**QUOTED PASSAGE:**
The reaction against the mosque moved from far-right crabbing to a full-blown public controversy once it was voiced by Ralph Giordano, “a respected German-Jewish writer” and Holocaust survivor who warned that the mosque represented “‘creeping Islamization’ of Europe.” In a radio interview Giordano observed that the sight of veiled women on the street disturbed him, and he labeled them “‘human penguins.'” You might think that a German-Jewish Holocaust survivor would be wary of stigmatizing fellow citizens by their ethno-religious garb, much less describing them as animals. Apparently the Holocaust was a long time ago. In any case, this is yet another example of how the sight of the veil in public spaces can deeply trouble the Western viewer. And sure enough, the debate about the Mosque includes arguments about, on the one hand, the “openness” of the design, and, on the other hand, how it symbolizes “isolation” and enclaved resistance to assimilation. (The Tribune included an illustration of the design in the morning paper, and it appears beautiful, open, and uplifting; unfortunately I can’t find a good copy on the Web.) Neither of these claims are in any way directly religious, but they feature a fundamental norm of the bourgeois public sphere: transparency, and not as a metaphor for institutional accountability but as an actual condition of interaction in public.

**TASKS TO PERFORM:**
- a) Which phrases does the passage on the mosque controversy put in quotation marks? List every one.
- b) Can you recast every line of the records below as a JSON list of strings, with one string per line and blank lines left out?

**ITEMS:**
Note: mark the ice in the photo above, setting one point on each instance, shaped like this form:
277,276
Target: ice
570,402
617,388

**PER-TASK ANSWERS:**
- a)
- a respected German-Jewish writer
- creeping Islamization' of Europe
- human penguins
- openness
- isolation

- b)
[
  "Note: mark the ice in the photo above, setting one point on each instance, shaped like this form:",
  "277,276",
  "Target: ice",
  "570,402",
  "617,388"
]